> _SOURCE MATERIAL_:
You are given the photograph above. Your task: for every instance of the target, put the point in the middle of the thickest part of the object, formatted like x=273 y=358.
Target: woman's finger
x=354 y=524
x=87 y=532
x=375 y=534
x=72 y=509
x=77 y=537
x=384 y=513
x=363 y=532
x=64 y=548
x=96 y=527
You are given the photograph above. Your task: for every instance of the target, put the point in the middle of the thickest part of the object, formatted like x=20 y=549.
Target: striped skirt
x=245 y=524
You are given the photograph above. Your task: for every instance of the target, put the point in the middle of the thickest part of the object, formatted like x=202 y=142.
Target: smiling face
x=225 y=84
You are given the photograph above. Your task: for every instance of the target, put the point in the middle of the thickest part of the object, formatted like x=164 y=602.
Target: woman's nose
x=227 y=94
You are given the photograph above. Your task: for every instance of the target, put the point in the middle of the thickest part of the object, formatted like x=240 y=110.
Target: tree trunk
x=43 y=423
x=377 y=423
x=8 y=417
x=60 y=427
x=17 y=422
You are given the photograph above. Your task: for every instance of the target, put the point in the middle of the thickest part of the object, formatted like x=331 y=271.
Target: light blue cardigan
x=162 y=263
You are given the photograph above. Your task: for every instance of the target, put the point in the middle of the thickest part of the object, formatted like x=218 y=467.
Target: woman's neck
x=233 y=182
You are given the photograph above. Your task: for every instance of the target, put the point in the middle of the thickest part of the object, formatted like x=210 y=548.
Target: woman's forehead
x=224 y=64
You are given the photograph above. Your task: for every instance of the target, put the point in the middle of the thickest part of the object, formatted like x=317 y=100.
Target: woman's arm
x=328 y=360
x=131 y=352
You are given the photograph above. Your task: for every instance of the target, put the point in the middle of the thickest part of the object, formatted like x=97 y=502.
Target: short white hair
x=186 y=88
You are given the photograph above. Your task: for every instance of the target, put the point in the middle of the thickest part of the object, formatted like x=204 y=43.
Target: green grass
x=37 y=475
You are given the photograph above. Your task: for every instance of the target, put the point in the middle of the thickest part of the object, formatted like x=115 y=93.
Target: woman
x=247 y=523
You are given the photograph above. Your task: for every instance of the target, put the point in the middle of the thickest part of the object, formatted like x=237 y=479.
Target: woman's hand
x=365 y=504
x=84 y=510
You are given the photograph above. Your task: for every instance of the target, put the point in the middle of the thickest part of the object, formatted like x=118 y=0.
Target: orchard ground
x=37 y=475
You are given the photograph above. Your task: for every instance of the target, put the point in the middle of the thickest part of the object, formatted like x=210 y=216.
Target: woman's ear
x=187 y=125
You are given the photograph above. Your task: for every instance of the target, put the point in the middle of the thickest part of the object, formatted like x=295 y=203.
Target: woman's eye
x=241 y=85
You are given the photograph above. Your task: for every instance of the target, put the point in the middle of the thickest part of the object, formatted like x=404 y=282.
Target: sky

> _EXERCISE INSTRUCTIONS_:
What is needed is an exact copy of every record above.

> _RESULT_:
You are given the photograph above. Your task: for every instance of the target, put the point in the middle of the thickest part of the object, formatted like x=273 y=358.
Target: woman's finger
x=354 y=524
x=87 y=532
x=375 y=534
x=72 y=509
x=77 y=537
x=384 y=513
x=363 y=532
x=64 y=548
x=96 y=527
You are given the photograph above. Your task: for every instance of the target, put the point in the middle of the thickest part of the object, formatted like x=20 y=549.
Target: striped skirt
x=245 y=524
You are given the photograph above. Your task: for every instance of the target, put the point in the middle of the thickest part of the object, formatted like x=202 y=142.
Target: smiling face
x=225 y=84
You are given the photograph above. Your task: for every instance of the target, put the point in the middle of the thickest part of the object, formatted like x=164 y=602.
Target: woman's nose
x=227 y=94
You are given the photograph above. Your task: for every instance of the target, put the point in the middle of the thickest part of the object, formatted like x=240 y=110.
Target: tree trunk
x=43 y=423
x=377 y=423
x=8 y=417
x=60 y=427
x=17 y=422
You are given the photograph above. Your task: for every instance of the target, put the point in the middle of the thickest part of the object, formatted like x=331 y=271.
Target: light blue cardigan
x=162 y=263
You are given the photograph above. Your task: for every instance of the target, put the point in the middle of the thickest part of the object, formatted like x=218 y=467.
Target: woman's neck
x=233 y=182
You are given the photograph above. Your task: for every instance of the target, put the point in the middle of the thickest part of the object, formatted like x=210 y=548.
Target: woman's forehead
x=224 y=64
You are given the photograph above. Your task: for every instance of the target, put the point in the middle of the thickest part of the object, formatted like x=317 y=100.
Target: woman's arm
x=328 y=360
x=131 y=352
You are given the photograph above. Your task: for every instance of the target, put the point in the middle of the thickest part of the object, formatted like x=97 y=502.
Target: short white hair
x=186 y=88
You are given the photograph above. Your task: for every instance of the target, put the point in the middle of the thickest part of the object, formatted like x=204 y=43.
Target: green grass
x=37 y=475
You are given the photograph above. Your task: for every instance of the target, put the point in the middle of the thickest part of the object, formatted like x=115 y=93.
Target: woman
x=247 y=523
You are given the photograph above. Your task: for every instance of the target, put the point in the middle of the thickest part of the object, formatted like x=237 y=479.
Target: woman's hand
x=365 y=504
x=84 y=510
You are given the photograph above. Your task: for every instance of the target, put the point in the middle of the thickest part of the object, formatted like x=118 y=0.
Target: orchard ground
x=37 y=475
You are given the photograph above. Your task: for every instance of the target, put the point in the middle of the thickest part of the object, formatted like x=210 y=216.
Target: woman's ear
x=187 y=125
You are given the photograph above. Your task: for every instance of the target, put the point in the middle of the thickest part of the object, formatted like x=295 y=203.
Target: woman's eye
x=241 y=85
You are given the photograph above. Your task: for every instance of the target, put the point in the middle of the thickest part of the object, formatted like x=404 y=282.
Target: sky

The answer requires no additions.